### [RECORDS FOR THE EXERCISE]
- - - - - - -
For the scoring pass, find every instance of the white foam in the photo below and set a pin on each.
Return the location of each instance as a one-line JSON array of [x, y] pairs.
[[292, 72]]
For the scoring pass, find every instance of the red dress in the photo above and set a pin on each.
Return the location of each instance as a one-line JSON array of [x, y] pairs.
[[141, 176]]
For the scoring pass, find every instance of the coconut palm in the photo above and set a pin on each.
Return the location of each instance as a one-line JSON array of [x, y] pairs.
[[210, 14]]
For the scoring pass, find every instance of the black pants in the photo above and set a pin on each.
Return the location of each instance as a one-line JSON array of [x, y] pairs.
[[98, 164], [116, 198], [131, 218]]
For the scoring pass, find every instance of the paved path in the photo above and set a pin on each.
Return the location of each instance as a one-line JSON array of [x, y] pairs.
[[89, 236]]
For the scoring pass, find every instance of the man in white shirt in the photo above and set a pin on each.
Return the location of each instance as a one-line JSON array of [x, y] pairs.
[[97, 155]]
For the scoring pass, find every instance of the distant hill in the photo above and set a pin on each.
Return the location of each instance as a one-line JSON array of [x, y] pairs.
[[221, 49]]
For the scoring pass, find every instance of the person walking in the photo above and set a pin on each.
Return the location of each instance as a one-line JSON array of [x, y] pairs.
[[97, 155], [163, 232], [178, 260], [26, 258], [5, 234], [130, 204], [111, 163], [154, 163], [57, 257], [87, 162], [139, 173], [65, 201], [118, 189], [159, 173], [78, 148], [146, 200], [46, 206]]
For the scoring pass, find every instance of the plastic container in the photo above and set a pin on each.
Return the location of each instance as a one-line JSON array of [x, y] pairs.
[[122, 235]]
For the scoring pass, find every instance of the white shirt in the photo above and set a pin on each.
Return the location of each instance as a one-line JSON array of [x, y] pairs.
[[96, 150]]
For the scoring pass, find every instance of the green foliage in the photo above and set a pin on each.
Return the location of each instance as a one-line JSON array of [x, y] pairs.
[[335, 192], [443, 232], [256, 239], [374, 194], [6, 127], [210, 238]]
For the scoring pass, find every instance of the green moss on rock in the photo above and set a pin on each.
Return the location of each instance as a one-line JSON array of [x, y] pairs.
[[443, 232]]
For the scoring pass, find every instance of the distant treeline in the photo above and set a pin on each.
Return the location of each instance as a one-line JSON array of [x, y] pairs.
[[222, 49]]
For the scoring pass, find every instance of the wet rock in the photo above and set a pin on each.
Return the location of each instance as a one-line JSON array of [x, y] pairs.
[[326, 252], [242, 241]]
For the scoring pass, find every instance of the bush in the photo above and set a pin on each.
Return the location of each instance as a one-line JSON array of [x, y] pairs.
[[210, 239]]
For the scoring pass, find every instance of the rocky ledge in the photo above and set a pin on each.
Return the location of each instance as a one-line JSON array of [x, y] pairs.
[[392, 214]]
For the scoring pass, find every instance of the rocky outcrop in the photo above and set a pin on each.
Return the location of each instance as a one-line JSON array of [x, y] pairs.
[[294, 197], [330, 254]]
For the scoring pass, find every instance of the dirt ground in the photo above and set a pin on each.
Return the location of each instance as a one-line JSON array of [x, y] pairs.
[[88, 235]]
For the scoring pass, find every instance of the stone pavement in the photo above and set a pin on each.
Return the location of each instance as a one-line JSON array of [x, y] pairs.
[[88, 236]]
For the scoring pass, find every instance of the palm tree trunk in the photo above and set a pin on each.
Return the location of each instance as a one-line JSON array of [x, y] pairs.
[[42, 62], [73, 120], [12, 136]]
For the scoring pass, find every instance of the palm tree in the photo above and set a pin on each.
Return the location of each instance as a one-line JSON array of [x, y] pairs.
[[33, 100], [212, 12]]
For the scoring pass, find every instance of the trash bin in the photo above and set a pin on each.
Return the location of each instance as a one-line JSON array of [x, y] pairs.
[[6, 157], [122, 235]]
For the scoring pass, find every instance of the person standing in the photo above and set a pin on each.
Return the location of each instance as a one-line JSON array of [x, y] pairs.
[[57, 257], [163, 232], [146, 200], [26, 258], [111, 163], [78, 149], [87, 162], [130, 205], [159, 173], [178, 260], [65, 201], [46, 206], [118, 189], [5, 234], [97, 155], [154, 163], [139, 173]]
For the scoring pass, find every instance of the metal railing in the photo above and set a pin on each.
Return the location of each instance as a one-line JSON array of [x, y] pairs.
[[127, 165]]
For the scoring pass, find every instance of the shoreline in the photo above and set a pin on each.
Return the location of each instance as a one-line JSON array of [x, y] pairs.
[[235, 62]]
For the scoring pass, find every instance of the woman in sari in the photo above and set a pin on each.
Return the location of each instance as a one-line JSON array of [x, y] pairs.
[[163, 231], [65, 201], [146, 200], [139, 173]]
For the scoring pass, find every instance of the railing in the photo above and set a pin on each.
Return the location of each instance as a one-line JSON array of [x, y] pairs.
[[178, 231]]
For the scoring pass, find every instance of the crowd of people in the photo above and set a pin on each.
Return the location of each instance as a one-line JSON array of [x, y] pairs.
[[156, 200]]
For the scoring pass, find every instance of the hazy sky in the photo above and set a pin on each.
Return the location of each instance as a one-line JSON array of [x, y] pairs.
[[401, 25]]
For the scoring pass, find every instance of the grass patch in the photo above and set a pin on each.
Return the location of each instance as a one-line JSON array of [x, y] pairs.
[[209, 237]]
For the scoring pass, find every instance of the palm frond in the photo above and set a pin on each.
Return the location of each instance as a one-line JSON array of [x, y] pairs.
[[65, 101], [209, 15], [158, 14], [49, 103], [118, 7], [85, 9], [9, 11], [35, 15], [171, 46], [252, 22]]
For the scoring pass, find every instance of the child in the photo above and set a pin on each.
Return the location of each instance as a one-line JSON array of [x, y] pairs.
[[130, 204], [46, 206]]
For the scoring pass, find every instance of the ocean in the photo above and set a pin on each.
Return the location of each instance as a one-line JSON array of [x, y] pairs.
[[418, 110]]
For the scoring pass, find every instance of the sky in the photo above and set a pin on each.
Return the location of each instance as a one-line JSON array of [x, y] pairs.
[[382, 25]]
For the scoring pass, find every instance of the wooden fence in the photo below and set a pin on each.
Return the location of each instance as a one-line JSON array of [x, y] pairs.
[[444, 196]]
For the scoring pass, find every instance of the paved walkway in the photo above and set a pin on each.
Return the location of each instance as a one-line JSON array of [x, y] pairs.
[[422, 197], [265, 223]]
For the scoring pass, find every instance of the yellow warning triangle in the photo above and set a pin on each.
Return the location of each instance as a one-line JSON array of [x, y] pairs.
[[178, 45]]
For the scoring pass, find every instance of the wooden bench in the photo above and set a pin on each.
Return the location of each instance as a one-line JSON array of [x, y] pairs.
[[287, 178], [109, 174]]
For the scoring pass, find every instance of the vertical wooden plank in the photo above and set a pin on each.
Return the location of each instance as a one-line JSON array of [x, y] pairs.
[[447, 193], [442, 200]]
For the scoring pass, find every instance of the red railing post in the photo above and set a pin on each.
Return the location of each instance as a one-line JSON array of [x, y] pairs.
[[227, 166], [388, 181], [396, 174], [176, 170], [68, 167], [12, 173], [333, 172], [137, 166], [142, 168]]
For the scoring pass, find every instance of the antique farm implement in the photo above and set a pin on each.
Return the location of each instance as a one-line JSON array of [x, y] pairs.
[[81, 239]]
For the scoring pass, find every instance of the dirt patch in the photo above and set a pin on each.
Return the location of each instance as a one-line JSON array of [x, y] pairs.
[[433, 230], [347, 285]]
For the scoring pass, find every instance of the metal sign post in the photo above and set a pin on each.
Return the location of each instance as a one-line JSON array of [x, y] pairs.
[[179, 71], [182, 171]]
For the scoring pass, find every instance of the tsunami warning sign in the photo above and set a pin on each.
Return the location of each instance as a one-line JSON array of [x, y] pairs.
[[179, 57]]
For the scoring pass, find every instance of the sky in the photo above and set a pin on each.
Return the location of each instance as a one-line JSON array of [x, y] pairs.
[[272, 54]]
- - - - - - -
Please retype the material exactly, starting with the line that contains "For the scoring pass, find every instance of the shoreline" and going on through the line that contains "[[209, 237]]".

### [ANSWER IN FULL]
For the scoring pass, find every instance of the shoreline in the photo above and set a pin on each.
Return the location of each instance as a one-line JSON array of [x, y] pairs.
[[235, 62]]
For the scoring pass, find every instance of the woman in sari in the photo above and set a pin on each.
Return the location of each instance as a one-line JSON array of [x, y] pairs.
[[163, 231], [65, 201], [146, 200], [139, 173]]
For the scoring pass, find every instance of the railing in the photo above and set a pin on each.
Return the location of each instance as a one-line JSON array of [x, y] pairs.
[[178, 231]]
For the scoring pass, find every instance of the crowd of people in the photo above and set a pin on each.
Return the location of each instance as a one-line JSON array of [x, y] pairs.
[[156, 200]]
For the scoring pass, find every instance of the hazy sky in the photo above and set a pin on each.
Return the location of each instance as a one-line JSON array of [x, y] pairs.
[[401, 25]]
For the scoring pass, find every instance of the grass patch in the photo above and set a pin on each.
Return the location of each instance as a one-line JSON array of [x, y] pairs.
[[209, 237]]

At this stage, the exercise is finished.